■ Source extract:

The best part is that Cueto pays them off and promises them more if they play ball, but still makes them say “yes sir.” Because he’s THE DEVIL.

Under: Two Small Complaints

1. In good fun, Pimpinela Escarlata’s gotta be the worst tag team partner ever. Mascarita Sagrada’s getting double-teamed in the ring and pinned and Pimpi’s outside “soaking it in.” It’s not like he had to fight off Bael. Nobody has to fight off Bael. Bael’s on the damn ground. Pimpi’s just clapping and staring at the crowd for a solid minute while they lose.

2. Can somebody teach Matt Striker how to say “Escarlata?” It’s like “scarlet.” The Scarlet Pimpernel. It’s not “Esca-larta.” It doesn’t seem like a huge discrepancy when you aren’t a native Spanish speaker, but it’d be like Michael Cole repeatedly calling Randy Orton “Randy Otron.”

Over: Fantasy Booking The Mysterious Asian Lady

The sneaky Asian lady who wandered into the Temple from The Nebuchadnezzar via landline phone keeps downgrading, and now she’s just working security. I would die if the payoff to this was that she just liked going to wrestling shows and hung out for a few episodes until she could talk to someone about helping set up. Like, that’s the entire story of mysterious Asian lady. We just think she’s mysterious because she’s Asian.



Over: Any And Every El Mariachi Loco Appearance

As we previewed in this week’s exclusive clip, Sexy Star takes on my vote for the very best (and possibly worst) character on the show: El Mariachi Loco, the former restaurant hand turned dancing luchador. The announce team explains that he works for tips, and that when his match is over he walks around and collects dollar bills from the audience. I just want to Citizen Kane clap everything he does.

It’s a great match for Sexy Star, too. Since debuting in Lucha Underground, she’s been portrayed as the great underdog. Battling to prove herself against Son Of Havoc, battling to prove herself against Chavo Guerrero, and so on. Here, she’s presented on a more level playing field. She’s just a wrestler. She beats El Mariachi Loco without someone having to come out and help her do it, which is GREAT if you want to keep her moving forward as one of your marketable stars. A woman competing at this level shouldn’t be a novelty; it should be a new establishing of the rule. If you’re a good wrestler, you’re a good wrestler. You might be smaller, but not everybody bigger than you is better. The genitals aren’t as important as you think.

(I’m bringing so much money to the Temple for El Mariachi Loco, by the way.)

Under: Striker’s Choices For The Greatest Women’s Wrestlers Ever

Trish Stratus, Lita, the Fabulous Moolah and Sherri Martel. Hey Matt, you aren’t under WWE contract anymore, you don’t have to pretend Trish and Lita were good. Weren’t you just in Japan? Couldn’t somebody toss you a Manami Toyota comp? Even Vampiro’s like “Moolah maybe, but Jesus Matt, get your shit together.”

■ Pointing records:
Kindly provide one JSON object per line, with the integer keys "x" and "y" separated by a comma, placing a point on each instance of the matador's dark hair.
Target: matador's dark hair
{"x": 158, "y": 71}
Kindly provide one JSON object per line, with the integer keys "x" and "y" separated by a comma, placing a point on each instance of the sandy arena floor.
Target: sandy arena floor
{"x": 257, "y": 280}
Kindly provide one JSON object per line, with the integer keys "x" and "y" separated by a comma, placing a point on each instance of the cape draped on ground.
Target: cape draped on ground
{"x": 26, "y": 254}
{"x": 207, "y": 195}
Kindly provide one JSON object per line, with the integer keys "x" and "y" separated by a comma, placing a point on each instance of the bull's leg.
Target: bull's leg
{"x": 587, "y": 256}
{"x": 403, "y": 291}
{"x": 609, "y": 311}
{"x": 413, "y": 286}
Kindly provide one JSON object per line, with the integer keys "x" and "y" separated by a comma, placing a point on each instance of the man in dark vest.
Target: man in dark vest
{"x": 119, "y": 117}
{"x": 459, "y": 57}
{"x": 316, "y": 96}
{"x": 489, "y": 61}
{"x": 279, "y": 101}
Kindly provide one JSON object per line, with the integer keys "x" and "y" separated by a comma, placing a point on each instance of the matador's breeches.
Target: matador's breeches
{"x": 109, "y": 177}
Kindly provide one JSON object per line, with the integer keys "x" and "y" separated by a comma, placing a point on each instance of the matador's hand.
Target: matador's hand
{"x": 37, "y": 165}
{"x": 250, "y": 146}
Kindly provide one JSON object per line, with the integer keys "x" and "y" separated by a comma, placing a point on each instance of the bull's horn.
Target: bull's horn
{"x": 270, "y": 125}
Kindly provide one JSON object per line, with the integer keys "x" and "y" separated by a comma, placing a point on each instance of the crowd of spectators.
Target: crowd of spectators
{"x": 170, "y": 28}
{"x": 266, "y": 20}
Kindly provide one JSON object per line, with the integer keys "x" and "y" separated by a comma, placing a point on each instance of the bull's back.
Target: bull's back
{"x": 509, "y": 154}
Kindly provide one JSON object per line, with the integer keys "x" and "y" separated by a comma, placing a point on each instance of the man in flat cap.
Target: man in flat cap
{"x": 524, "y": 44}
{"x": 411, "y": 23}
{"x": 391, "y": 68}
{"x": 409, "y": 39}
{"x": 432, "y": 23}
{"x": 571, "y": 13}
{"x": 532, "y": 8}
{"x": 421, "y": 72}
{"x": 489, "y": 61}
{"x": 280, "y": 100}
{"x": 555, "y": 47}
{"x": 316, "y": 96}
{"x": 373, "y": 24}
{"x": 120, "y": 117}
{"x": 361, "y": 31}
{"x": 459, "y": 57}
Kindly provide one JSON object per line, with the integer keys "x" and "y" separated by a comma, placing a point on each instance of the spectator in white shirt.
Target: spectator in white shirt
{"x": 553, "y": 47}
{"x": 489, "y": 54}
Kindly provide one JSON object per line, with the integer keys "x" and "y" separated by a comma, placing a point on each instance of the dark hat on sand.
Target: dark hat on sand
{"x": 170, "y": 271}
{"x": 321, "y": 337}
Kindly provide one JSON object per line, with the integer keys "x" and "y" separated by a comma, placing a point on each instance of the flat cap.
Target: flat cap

...

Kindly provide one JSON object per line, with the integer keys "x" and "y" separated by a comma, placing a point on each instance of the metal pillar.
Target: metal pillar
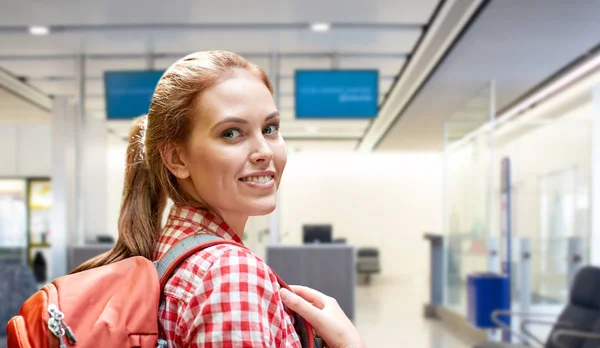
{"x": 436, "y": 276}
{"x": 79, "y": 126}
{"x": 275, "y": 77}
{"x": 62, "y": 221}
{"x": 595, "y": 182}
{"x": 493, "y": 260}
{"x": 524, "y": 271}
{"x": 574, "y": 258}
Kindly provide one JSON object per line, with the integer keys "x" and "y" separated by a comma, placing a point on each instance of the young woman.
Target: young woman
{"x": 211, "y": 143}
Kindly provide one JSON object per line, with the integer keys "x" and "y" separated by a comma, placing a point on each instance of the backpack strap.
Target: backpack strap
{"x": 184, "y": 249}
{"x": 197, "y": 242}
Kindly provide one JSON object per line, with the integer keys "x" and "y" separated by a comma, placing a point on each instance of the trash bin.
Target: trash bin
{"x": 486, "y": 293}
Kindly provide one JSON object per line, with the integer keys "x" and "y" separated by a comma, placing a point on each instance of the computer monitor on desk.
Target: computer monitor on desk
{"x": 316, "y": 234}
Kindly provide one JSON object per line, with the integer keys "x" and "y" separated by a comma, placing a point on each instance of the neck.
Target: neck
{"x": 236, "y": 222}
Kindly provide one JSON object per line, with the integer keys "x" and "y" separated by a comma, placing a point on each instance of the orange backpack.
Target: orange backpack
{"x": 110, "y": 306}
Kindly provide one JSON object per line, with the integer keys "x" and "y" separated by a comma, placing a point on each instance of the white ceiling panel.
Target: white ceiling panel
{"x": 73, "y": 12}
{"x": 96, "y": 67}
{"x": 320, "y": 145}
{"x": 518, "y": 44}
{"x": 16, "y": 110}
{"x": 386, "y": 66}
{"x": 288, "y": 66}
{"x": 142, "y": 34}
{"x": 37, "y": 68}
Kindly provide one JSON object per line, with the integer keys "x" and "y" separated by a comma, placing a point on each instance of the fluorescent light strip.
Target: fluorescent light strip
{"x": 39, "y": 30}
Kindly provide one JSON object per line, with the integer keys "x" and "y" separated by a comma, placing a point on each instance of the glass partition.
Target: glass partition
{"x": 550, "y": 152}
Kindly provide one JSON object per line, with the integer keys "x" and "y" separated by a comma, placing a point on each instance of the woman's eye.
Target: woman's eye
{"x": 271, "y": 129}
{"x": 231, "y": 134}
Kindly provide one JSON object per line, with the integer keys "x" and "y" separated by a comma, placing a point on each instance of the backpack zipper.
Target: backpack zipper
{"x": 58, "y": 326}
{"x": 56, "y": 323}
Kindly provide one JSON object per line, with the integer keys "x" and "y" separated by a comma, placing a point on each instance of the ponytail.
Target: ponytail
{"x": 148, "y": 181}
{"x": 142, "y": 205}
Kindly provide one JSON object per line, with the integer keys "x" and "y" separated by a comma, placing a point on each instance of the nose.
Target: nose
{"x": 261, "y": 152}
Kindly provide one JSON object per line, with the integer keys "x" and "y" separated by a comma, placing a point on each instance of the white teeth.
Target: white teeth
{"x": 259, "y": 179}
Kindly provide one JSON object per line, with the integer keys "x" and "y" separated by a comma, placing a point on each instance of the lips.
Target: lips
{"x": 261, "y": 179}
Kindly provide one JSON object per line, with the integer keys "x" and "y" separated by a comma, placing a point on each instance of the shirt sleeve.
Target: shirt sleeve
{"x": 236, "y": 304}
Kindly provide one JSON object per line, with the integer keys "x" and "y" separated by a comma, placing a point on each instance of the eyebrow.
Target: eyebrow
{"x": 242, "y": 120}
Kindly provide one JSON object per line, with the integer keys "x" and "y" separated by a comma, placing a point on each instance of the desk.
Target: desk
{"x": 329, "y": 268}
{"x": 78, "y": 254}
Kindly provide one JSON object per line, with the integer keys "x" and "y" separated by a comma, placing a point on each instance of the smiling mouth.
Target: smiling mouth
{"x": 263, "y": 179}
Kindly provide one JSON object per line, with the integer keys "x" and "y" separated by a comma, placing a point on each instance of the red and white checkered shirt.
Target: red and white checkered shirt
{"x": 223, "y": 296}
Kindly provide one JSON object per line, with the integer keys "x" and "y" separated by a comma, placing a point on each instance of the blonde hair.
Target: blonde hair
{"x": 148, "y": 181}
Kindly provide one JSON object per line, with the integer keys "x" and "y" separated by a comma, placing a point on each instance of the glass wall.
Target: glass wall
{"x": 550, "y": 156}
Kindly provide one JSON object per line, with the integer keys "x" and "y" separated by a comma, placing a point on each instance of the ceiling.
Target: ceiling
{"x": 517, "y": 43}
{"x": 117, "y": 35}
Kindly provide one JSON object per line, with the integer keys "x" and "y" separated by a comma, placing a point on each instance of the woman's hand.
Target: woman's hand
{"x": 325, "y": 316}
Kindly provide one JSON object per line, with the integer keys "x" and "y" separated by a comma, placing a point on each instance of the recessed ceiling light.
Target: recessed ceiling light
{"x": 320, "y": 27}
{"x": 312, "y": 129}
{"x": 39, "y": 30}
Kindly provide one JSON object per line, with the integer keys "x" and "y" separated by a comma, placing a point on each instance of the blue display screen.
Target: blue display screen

--

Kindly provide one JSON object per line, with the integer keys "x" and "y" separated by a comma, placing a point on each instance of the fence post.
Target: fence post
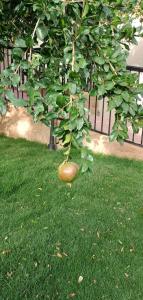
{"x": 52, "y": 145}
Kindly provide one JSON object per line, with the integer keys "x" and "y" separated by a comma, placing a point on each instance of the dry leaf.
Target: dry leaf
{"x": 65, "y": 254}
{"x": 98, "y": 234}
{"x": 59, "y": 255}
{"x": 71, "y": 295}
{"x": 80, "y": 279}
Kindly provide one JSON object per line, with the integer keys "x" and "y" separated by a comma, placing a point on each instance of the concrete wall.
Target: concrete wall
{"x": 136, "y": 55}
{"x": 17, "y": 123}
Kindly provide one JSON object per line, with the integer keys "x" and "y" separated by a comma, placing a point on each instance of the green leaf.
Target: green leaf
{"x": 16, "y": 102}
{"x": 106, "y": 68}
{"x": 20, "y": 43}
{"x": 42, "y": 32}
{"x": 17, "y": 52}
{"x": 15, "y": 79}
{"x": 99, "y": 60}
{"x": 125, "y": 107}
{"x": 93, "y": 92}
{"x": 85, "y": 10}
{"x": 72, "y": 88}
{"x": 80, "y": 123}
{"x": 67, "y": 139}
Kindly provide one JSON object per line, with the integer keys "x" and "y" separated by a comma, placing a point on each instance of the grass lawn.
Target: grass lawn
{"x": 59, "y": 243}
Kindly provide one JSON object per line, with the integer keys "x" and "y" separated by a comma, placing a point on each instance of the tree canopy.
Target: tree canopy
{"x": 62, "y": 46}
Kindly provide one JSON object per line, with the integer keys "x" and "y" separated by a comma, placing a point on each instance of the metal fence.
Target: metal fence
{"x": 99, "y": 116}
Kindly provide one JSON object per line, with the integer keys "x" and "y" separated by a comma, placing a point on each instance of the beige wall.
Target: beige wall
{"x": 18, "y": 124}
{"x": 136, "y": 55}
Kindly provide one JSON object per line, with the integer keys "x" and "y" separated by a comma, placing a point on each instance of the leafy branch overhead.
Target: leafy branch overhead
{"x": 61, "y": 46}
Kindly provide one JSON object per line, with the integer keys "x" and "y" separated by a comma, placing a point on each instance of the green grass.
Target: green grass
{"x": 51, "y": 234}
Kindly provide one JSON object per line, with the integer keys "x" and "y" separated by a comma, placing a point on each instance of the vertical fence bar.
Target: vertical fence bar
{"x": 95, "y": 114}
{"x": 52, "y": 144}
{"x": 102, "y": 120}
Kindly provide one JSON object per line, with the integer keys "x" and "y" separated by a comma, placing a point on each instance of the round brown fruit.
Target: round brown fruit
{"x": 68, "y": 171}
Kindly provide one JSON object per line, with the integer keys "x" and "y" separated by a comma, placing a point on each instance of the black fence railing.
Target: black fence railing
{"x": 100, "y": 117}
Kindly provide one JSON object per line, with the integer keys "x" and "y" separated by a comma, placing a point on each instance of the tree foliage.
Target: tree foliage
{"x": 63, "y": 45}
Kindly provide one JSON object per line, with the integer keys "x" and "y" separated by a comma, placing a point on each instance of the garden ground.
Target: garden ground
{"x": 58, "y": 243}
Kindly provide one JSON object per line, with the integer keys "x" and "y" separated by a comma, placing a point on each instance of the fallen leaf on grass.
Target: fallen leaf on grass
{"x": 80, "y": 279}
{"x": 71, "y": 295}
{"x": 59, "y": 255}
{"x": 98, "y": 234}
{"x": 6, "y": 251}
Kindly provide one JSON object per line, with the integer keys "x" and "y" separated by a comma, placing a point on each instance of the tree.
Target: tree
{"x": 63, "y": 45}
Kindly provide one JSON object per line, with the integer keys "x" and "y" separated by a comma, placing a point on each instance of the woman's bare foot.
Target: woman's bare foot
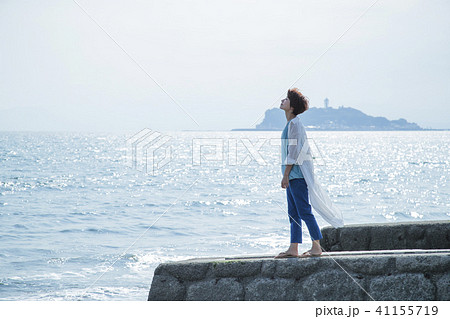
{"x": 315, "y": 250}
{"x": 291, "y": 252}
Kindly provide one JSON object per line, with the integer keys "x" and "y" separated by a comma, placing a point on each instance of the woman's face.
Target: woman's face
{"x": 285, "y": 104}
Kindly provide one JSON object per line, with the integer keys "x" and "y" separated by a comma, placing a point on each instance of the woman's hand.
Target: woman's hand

■ Written task 1: Reproduce the passage of the Lucha Underground review starting at "As we previewed" and ending at "everything he does.".
■ Written task 2: Render this sentence from the Lucha Underground review in Spanish: "The announce team explains that he works for tips, and that when his match is over he walks around and collects dollar bills from the audience."

■ Problem solution 1:
As we previewed in this week’s exclusive clip, Sexy Star takes on my vote for the very best (and possibly worst) character on the show: El Mariachi Loco, the former restaurant hand turned dancing luchador. The announce team explains that he works for tips, and that when his match is over he walks around and collects dollar bills from the audience. I just want to Citizen Kane clap everything he does.

■ Problem solution 2: El equipo de comentaristas explica que trabaja por propinas y que, cuando termina su lucha, recorre el lugar y recoge billetes de un dólar del público.